THE PROBLEM:
Transcribe the passage of the residency page below between "Funding is based" and "at Baldessin Studio.", inclusive.

EXCERPT TO READ:
Start of Block

Tate Adams Memorial Residency at Baldessin Studio

This residency allows an artist to create a limited edition or unique state artist’s book. You’ll use research material from the Library and the studio facilities at Baldessin.The residency includes:
- $5000 funding
- Baldessin Studio access, accommodation and support to the value of $5000
- an exhibition at the Print Council of Australia Gallery
- desk space at the Library for 12 months
- access to collections and Library staff expertise.
Funding is based on approximately one month of work in the Library. This can be either continuous or broken up over the year, and you’ll have access to your office for the full 12 months.
Your residency at Baldessin Studio is also flexible and can take different forms depending on your project, your research plans and studio availability.
You will be able to present the work you produce during the fellowship in an exhibition at the Print Council of Australia Gallery together with the Rick Amor Fellow.
Not all areas of Baldessin Studio are wheelchair accessible at this stage. Find out about accessibility at Baldessin Studio.
About Tate Adams and Baldessin Studio
Tate Adams AM (1922 to 2018) started the artist print department at RMIT in 1960 and championed printmaking in Australia. His students included George Baldessin.
Built from bluestone in 1971, Baldessin Studio is 50 kilometres from Melbourne in the bushland of St Andrews. It's named in memory of its builder: artist, printmaker and sculptor George Baldessin (1939 to 1978).
The Tate Adams Residency at Baldessin Studio is generously supported by writer and critic Morag Fraser and Baldessin Studio.
Previous recipients
Learn more about the inspiring projects undertaken by past and present fellows in our fellows gallery.

End of Block

DATA PROVIDED:
Start of Block

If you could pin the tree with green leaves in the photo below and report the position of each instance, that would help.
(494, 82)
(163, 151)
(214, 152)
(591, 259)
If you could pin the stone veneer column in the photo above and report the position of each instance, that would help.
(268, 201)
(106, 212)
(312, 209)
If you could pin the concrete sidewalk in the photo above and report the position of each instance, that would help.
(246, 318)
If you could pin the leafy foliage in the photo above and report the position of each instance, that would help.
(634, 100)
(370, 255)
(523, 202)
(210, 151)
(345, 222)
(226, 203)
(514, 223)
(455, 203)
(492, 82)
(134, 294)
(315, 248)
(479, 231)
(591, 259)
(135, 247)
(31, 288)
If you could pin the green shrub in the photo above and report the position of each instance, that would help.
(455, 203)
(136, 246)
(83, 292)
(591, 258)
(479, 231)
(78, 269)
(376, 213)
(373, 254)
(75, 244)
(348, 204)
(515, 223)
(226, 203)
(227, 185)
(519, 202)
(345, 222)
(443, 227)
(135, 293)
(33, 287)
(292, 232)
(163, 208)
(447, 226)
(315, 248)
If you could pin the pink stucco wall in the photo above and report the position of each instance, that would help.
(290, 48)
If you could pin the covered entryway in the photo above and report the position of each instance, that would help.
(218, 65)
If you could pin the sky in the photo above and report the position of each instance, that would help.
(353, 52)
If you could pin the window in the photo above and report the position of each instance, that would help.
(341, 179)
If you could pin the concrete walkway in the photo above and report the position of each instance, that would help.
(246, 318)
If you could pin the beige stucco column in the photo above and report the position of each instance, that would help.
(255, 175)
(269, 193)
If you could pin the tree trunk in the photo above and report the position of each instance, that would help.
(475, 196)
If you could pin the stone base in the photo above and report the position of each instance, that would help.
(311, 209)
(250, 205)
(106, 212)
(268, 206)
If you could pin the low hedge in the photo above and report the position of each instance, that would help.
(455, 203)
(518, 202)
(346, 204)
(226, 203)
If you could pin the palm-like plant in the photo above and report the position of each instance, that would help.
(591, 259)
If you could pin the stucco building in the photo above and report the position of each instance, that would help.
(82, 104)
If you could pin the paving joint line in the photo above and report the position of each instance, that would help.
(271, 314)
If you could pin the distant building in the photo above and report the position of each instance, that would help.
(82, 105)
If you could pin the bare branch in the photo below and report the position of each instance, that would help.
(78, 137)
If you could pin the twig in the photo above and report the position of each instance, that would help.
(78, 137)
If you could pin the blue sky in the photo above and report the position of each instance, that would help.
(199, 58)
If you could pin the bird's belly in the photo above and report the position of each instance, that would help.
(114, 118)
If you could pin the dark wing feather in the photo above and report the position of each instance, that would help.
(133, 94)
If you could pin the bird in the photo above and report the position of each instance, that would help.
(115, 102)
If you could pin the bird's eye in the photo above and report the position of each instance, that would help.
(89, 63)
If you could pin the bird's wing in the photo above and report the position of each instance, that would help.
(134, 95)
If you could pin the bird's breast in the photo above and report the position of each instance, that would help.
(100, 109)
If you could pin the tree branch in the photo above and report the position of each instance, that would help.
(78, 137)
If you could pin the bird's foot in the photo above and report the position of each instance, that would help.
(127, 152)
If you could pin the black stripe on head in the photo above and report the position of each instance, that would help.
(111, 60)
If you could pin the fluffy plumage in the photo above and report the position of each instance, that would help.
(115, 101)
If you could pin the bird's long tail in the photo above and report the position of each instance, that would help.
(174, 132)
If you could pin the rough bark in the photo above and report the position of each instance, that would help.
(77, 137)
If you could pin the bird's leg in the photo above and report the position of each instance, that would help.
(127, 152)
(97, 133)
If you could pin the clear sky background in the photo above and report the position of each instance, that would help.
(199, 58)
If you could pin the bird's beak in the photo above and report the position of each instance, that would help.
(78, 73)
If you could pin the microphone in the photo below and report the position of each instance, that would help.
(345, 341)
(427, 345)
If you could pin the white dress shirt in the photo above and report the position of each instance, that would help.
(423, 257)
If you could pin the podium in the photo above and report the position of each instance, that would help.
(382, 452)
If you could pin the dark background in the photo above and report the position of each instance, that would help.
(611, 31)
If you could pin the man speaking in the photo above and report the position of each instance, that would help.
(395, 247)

End of Block

SOLUTION:
Funding is based on approximately one month of work in the Library. This can be either continuous or broken up over the year, and you’ll have access to your office for the full 12 months.
Your residency at Baldessin Studio is also flexible and can take different forms depending on your project, your research plans and studio availability.
You will be able to present the work you produce during the fellowship in an exhibition at the Print Council of Australia Gallery together with the Rick Amor Fellow.
Not all areas of Baldessin Studio are wheelchair accessible at this stage. Find out about accessibility at Baldessin Studio.